John Hildreth from the North East Satellite Applications Centre of Excellence highlights the growing impact of satellite data on our every day lives.
Access to data from satellites, particularly Earth Observation (EO) data, has the power to impact everyday lives for billions of people across the world. Whether it’s using satellite imagery and data to provide up-to-date intelligence in responding to large-scale natural disasters such as the recent Hurricane Patricia, using the data to understand crop health for smart agri-tech applications, or helping to keep our seas safe through marine and maritime tracking, the power of satellite data is something not to be understated.
The ability to easily access cost-effective satellite data and imagery and link with ground-based data, is also helping provide new market opportunities for innovative SMEs and entrepreneurs in the UK. One such example is Stevenson Astrosat which uses EO data to solve problems for customers across the globe. The Edinburgh-based company, which specialises in innovative space services and technology, recently scooped the 2015 Copernicus Masters Smart Cities and Intelligent Transport Challenge for its eXude flood monitoring application.
The opportunity to integrate satellite imagery with other datasets such as in-situ sensors, imagery and data collected from drones, or organisational data (both open and closed) provides a great platform for innovators to deliver new disruptive solutions to untapped industry needs.
Another great example of this innovation in practice is where the Satellite Applications Catapult, working in partnership with Milton Keynes (MK) Council and The Open University, has successfully developed a series of satellite-based applications to aid the Council in delivering more effective and efficient services.

• [Material]
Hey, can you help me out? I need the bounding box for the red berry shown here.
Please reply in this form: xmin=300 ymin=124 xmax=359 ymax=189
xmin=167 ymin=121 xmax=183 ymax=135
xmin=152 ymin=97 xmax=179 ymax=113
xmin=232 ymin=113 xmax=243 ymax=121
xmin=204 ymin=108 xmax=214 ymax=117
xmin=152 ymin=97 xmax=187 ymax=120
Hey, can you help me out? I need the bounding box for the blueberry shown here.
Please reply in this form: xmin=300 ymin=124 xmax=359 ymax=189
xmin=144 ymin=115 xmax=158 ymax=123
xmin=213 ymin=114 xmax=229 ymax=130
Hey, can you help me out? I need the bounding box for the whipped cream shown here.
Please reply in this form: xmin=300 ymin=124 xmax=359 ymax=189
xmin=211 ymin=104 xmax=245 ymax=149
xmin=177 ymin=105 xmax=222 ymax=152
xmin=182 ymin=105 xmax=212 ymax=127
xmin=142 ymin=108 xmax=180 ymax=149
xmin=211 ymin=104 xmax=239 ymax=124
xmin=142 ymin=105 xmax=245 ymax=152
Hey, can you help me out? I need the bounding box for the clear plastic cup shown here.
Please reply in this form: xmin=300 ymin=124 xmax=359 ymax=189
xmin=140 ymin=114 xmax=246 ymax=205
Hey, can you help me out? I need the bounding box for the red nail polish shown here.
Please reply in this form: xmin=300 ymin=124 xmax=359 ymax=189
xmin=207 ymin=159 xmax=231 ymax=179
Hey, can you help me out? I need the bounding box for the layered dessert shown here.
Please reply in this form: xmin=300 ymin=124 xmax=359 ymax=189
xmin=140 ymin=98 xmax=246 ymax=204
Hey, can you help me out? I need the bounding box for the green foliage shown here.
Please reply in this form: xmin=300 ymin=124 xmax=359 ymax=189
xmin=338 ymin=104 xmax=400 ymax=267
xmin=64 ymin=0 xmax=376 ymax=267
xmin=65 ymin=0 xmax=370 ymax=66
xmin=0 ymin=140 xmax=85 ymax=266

• [Short task A] In the satellite data article, list the other datasets that the sentence starting "The opportunity to integrate satellite imagery" names as things satellite imagery can be combined with.
• [Short task B] Pick up the satellite data article right after its last sentence and write the next paragraph.
The entries have nothing to do with this work.

• [Task output A]
- in-situ sensors
- imagery and data collected from drones
- organisational data (both open and closed)

• [Task output B]
The geodata service platform within the MK Data Hub is designed to engage business and innovation of all scales, enabling users to publish, view and interact with geodata about Milton Keynes. Amongst the innovative services developed by the Catapult is one that provides a property-by-property analysis of the potential to install rooftop solar panels, including a cost-benefit estimate for each installation. Another – a Ground Source Heat Pump (GSHP) application will provide an assessment at household level of the potential to install GSHP systems – which extract heat from the ground – and a cost-benefit analysis model for each installation.
The forthcoming Collaborate to Innovate Space Conference, which is taking place in Newcastle upon Tyne on 26 November 2015, will feature an expert panel session on the subject of EO data and the opportunities it provides for North East companies. Speakers from the Catapult, Airbus Defence and Space, DroneLabs, Geospatial Insight, Sterling GEO and Stevenson Astrosat will be on the panel. To find out more or to register for this event, please visit www.satelliteapplicationsnortheast.co.uk.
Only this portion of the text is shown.